#### RECORDS FOR THE EXERCISE
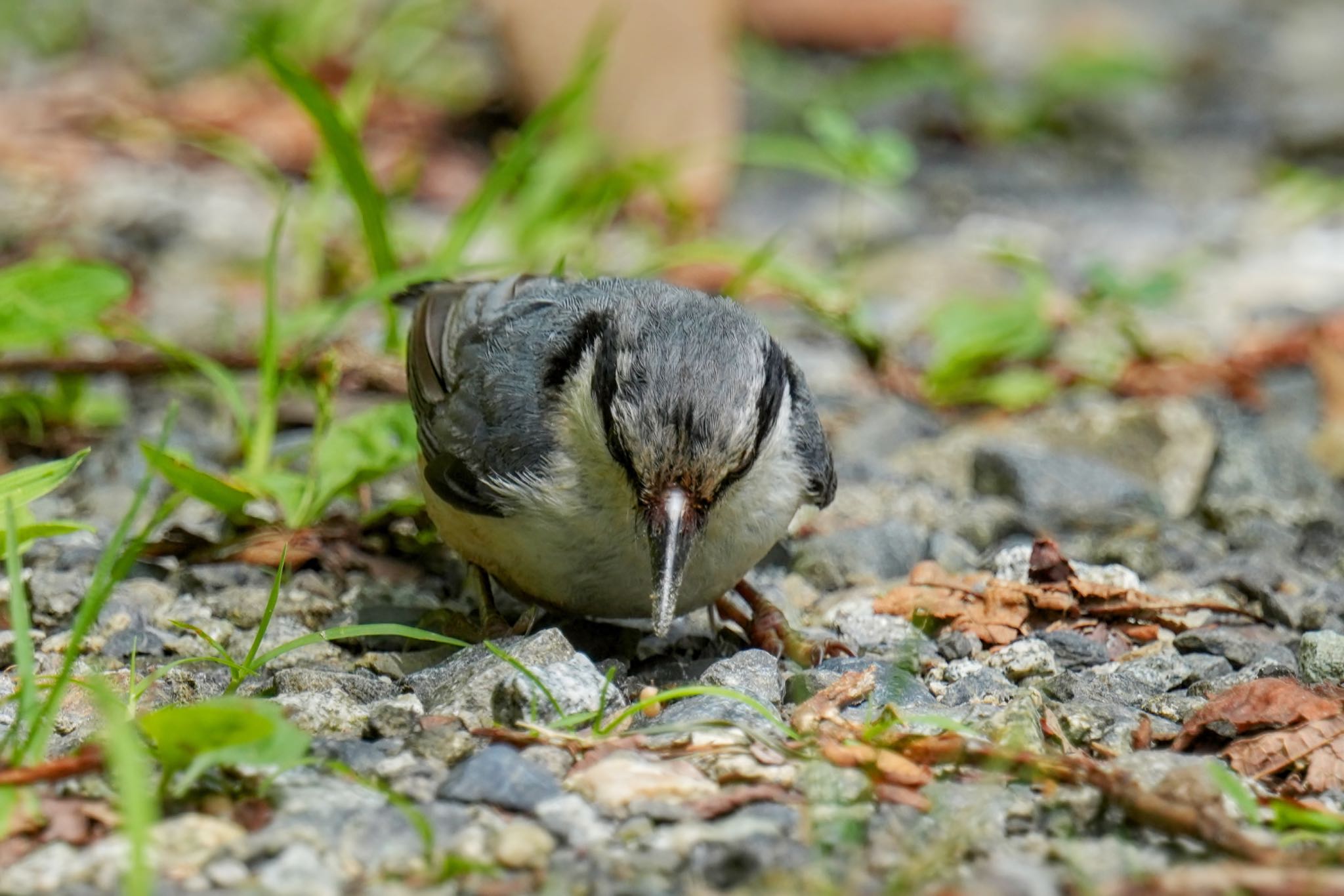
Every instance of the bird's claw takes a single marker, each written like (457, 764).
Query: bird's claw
(769, 630)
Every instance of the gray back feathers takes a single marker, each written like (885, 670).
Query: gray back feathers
(687, 384)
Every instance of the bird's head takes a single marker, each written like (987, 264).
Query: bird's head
(687, 405)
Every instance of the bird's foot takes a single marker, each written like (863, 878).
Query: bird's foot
(768, 629)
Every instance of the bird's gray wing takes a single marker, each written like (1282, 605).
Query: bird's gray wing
(809, 441)
(480, 361)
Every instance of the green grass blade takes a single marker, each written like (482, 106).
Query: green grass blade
(143, 685)
(346, 151)
(531, 676)
(32, 483)
(218, 375)
(341, 633)
(128, 761)
(214, 645)
(20, 622)
(272, 600)
(514, 163)
(116, 559)
(262, 437)
(223, 496)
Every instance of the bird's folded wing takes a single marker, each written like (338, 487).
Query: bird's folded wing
(476, 386)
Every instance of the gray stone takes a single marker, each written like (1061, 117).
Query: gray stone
(1267, 668)
(1074, 651)
(301, 871)
(574, 821)
(446, 741)
(1206, 666)
(140, 642)
(217, 577)
(1159, 672)
(360, 687)
(1114, 685)
(1320, 657)
(500, 777)
(1093, 722)
(396, 716)
(1023, 659)
(464, 684)
(955, 644)
(1173, 707)
(1062, 489)
(713, 714)
(971, 682)
(860, 555)
(1263, 465)
(1236, 644)
(574, 683)
(753, 672)
(326, 714)
(894, 685)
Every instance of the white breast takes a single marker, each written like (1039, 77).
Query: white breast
(576, 540)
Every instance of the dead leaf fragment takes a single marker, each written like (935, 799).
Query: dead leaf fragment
(1265, 703)
(826, 704)
(1047, 563)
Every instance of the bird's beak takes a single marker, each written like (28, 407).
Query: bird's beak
(674, 527)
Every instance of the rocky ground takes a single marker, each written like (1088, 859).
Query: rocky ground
(1190, 499)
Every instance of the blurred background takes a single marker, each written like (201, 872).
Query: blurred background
(990, 202)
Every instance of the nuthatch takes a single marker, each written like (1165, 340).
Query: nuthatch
(609, 448)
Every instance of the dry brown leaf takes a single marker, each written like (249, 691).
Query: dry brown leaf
(891, 766)
(1049, 563)
(1274, 751)
(1000, 611)
(1265, 703)
(902, 797)
(732, 798)
(826, 704)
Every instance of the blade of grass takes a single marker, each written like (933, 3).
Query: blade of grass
(116, 559)
(531, 676)
(262, 438)
(223, 382)
(159, 672)
(272, 600)
(341, 633)
(695, 691)
(20, 622)
(346, 151)
(515, 160)
(342, 143)
(128, 761)
(214, 645)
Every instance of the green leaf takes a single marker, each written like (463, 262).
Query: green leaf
(34, 531)
(182, 474)
(1293, 816)
(1236, 789)
(226, 731)
(343, 144)
(32, 483)
(45, 301)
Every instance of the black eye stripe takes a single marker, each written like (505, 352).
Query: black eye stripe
(562, 365)
(604, 394)
(768, 409)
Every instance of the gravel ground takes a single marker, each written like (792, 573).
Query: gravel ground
(1187, 497)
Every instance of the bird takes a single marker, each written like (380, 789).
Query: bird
(614, 449)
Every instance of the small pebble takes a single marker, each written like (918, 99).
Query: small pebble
(523, 844)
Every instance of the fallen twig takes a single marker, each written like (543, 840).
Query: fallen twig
(82, 762)
(360, 370)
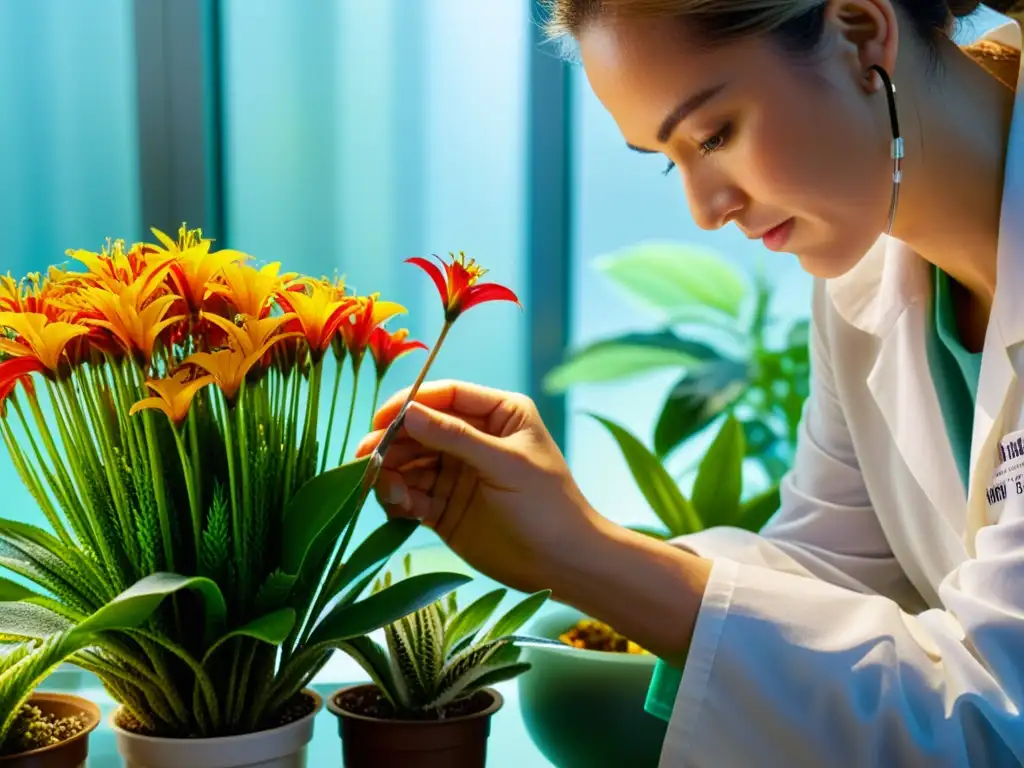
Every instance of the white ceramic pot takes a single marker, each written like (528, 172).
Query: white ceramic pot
(276, 748)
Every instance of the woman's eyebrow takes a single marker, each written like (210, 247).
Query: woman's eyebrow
(677, 116)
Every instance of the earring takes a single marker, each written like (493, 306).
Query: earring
(896, 148)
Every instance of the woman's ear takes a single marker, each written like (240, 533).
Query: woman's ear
(867, 32)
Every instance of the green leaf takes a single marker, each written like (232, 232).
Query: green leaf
(270, 629)
(371, 556)
(662, 493)
(696, 400)
(472, 617)
(719, 483)
(652, 532)
(374, 660)
(315, 508)
(20, 621)
(517, 615)
(134, 606)
(625, 357)
(386, 606)
(671, 276)
(757, 511)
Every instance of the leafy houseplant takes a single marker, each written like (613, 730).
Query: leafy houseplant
(600, 685)
(431, 686)
(717, 331)
(163, 407)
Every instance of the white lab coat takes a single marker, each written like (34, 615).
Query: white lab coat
(879, 619)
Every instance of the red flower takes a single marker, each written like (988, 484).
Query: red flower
(387, 347)
(459, 285)
(13, 371)
(359, 327)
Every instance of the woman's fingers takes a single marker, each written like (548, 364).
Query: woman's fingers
(458, 397)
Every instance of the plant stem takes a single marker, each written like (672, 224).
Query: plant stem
(334, 404)
(356, 365)
(238, 534)
(197, 513)
(377, 395)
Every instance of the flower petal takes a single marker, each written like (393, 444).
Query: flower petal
(435, 275)
(484, 292)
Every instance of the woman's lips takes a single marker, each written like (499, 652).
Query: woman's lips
(776, 238)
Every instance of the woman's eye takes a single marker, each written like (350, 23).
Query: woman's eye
(715, 142)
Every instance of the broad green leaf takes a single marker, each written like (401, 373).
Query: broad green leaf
(696, 400)
(756, 512)
(270, 629)
(134, 606)
(627, 356)
(472, 617)
(374, 660)
(315, 507)
(719, 483)
(670, 276)
(388, 605)
(517, 616)
(662, 493)
(20, 621)
(375, 551)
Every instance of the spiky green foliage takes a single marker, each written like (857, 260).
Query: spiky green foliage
(228, 502)
(440, 654)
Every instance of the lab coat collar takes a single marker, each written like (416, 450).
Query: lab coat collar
(887, 295)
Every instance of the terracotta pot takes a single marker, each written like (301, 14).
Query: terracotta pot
(274, 748)
(372, 742)
(70, 754)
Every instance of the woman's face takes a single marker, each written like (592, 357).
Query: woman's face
(795, 153)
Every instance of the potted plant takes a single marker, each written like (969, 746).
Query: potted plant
(600, 686)
(164, 409)
(430, 702)
(717, 329)
(41, 729)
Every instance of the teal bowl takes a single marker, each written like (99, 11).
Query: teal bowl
(585, 708)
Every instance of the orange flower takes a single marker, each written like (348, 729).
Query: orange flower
(195, 266)
(253, 334)
(112, 267)
(250, 290)
(134, 327)
(369, 315)
(14, 371)
(38, 338)
(174, 395)
(229, 367)
(318, 313)
(459, 285)
(387, 347)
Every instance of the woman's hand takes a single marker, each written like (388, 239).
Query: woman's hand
(478, 466)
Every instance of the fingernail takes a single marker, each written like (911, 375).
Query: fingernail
(397, 496)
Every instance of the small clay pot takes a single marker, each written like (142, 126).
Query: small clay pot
(374, 742)
(69, 754)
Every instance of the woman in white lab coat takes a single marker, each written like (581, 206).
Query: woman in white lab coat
(879, 619)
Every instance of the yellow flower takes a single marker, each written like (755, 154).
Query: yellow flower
(229, 367)
(253, 334)
(135, 328)
(250, 290)
(320, 312)
(174, 395)
(38, 337)
(195, 266)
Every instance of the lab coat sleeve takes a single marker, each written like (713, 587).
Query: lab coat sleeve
(811, 649)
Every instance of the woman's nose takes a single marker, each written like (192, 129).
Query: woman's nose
(714, 202)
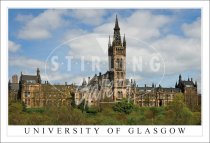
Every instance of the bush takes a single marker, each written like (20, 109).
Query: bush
(123, 106)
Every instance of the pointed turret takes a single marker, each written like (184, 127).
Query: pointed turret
(109, 43)
(180, 77)
(38, 72)
(38, 76)
(124, 41)
(195, 83)
(116, 24)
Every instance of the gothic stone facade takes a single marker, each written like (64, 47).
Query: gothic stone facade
(113, 86)
(35, 94)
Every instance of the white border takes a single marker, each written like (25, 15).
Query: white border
(204, 5)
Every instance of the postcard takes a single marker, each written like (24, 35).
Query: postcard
(104, 73)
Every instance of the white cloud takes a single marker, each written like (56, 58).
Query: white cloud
(41, 26)
(89, 16)
(193, 29)
(13, 47)
(25, 62)
(24, 18)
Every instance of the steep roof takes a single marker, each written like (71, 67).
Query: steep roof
(29, 78)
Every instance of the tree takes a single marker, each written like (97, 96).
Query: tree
(177, 111)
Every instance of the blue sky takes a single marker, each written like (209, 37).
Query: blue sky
(171, 34)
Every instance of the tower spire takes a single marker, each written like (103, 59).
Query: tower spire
(124, 41)
(109, 43)
(116, 24)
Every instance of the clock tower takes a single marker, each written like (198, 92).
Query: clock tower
(117, 63)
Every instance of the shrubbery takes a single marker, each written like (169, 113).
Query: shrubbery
(121, 113)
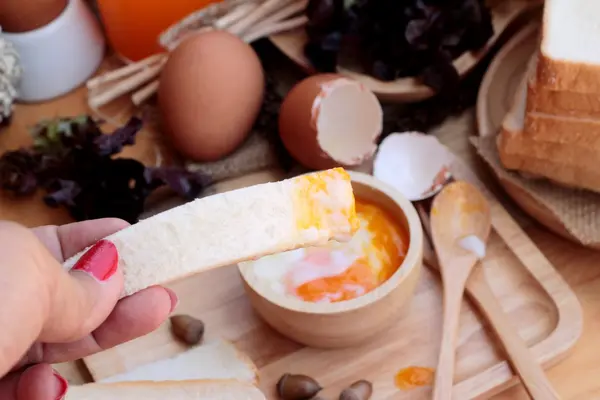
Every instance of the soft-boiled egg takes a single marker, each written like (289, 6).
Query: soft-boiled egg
(339, 271)
(327, 120)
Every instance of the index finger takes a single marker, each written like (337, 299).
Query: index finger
(67, 240)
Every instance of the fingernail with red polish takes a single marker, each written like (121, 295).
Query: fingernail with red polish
(174, 298)
(100, 261)
(61, 386)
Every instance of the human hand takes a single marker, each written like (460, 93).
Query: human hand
(48, 315)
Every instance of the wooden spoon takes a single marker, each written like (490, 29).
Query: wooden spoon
(531, 372)
(459, 212)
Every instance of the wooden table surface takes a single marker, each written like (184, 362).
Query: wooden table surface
(574, 378)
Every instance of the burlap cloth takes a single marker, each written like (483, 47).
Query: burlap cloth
(577, 210)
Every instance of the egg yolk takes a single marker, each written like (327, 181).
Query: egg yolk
(369, 259)
(412, 377)
(312, 213)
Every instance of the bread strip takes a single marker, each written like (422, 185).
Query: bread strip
(169, 390)
(213, 360)
(235, 226)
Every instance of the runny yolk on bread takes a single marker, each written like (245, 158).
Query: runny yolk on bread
(324, 201)
(340, 271)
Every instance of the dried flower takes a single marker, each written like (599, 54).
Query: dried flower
(73, 161)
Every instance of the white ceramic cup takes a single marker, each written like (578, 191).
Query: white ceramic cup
(60, 56)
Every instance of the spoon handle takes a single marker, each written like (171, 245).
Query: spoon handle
(444, 374)
(532, 375)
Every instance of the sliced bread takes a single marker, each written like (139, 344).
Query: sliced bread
(569, 51)
(217, 359)
(560, 103)
(524, 148)
(235, 226)
(175, 390)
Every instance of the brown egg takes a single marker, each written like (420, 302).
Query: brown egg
(210, 93)
(327, 120)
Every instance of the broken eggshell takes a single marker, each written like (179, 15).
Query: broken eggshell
(415, 164)
(327, 120)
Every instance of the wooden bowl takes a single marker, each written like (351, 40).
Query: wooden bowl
(505, 14)
(352, 322)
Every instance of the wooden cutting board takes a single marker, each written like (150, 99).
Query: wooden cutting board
(540, 303)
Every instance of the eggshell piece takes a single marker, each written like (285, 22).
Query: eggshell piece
(327, 120)
(415, 164)
(210, 93)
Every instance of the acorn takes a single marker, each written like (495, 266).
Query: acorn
(188, 329)
(297, 387)
(359, 390)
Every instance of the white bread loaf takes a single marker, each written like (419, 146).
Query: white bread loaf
(218, 359)
(235, 226)
(560, 103)
(533, 148)
(569, 53)
(169, 390)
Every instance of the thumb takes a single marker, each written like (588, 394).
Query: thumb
(40, 301)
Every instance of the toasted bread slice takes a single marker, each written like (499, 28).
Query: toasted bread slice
(175, 390)
(560, 103)
(529, 148)
(569, 53)
(235, 226)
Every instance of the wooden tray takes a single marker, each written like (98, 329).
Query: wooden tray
(506, 13)
(495, 98)
(547, 313)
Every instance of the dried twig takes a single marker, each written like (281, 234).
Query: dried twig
(130, 69)
(276, 28)
(249, 20)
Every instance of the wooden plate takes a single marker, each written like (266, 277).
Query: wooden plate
(545, 312)
(506, 13)
(493, 102)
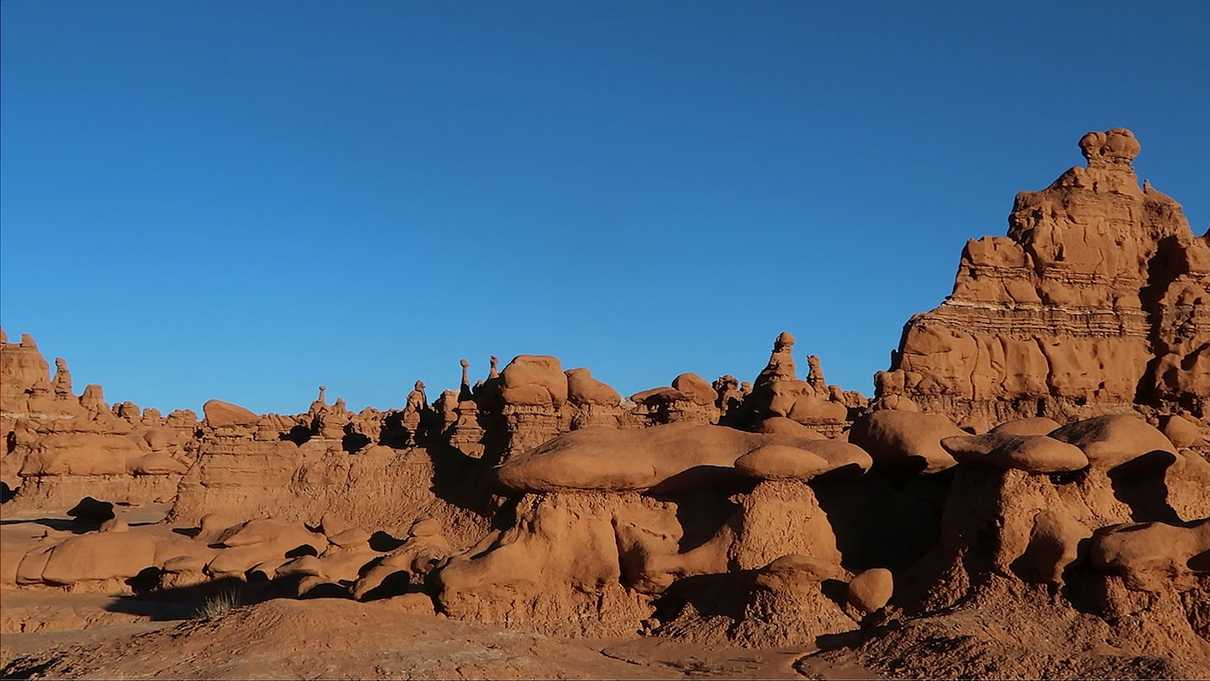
########
== EXERCISE REQUIREMENTS ==
Copy the items verbatim from their start through the line that contains "(1190, 499)", including that line. Leave the pictures out of your copy.

== TASK RESULT ==
Every instance of the bird's claw takes a single marker, each written like (457, 764).
Query: bird's claw
(769, 630)
Every instance of the gray back feathers takes a single marker, each written like (885, 670).
Query: gray back feathers
(687, 384)
Every instance of the bird's head takes a single marker, each written like (987, 264).
Query: bird's head
(687, 405)
Every instance of the bird's foot takes a single marker, each written like (863, 878).
Query: bird's foot
(768, 629)
Every instance of the bird's gray wing takes a single marker, each written like (1282, 605).
Query: bird's gray wing
(809, 441)
(480, 361)
Every instance of the green grass blade takes a single marker, each written like (482, 106).
Query: green grass blade
(143, 685)
(346, 151)
(531, 676)
(32, 483)
(218, 375)
(341, 633)
(128, 761)
(214, 645)
(20, 622)
(272, 600)
(514, 163)
(116, 559)
(262, 437)
(223, 496)
Every instance of the bird's folded wing takes a single marker, each written like (338, 487).
Query: bird's folded wing
(476, 386)
Every instance of the gray stone takes a single marker, each written like (1061, 117).
Query: gray stone
(1267, 668)
(1074, 651)
(301, 871)
(574, 821)
(446, 741)
(1206, 666)
(140, 642)
(217, 577)
(1159, 672)
(360, 687)
(1114, 685)
(1320, 657)
(500, 777)
(1093, 722)
(396, 716)
(1023, 659)
(464, 684)
(955, 644)
(1173, 707)
(1062, 489)
(713, 714)
(971, 682)
(860, 555)
(1263, 465)
(1236, 644)
(574, 683)
(753, 672)
(326, 714)
(894, 685)
Every instance of the white breast takes a single marker, each written like (1039, 77).
Query: white breast
(576, 540)
Every instance of the dead leaf fragment takes a single marker, each written like (935, 799).
Query: dead leaf fragment
(1265, 703)
(826, 704)
(1047, 563)
Every instance of the bird's beak takes a single marker, each written like (28, 407).
Query: bird's beak
(674, 527)
Every instance of the rocky ground takes a single marker, each written like (1088, 859).
Query: rocky ground
(1190, 499)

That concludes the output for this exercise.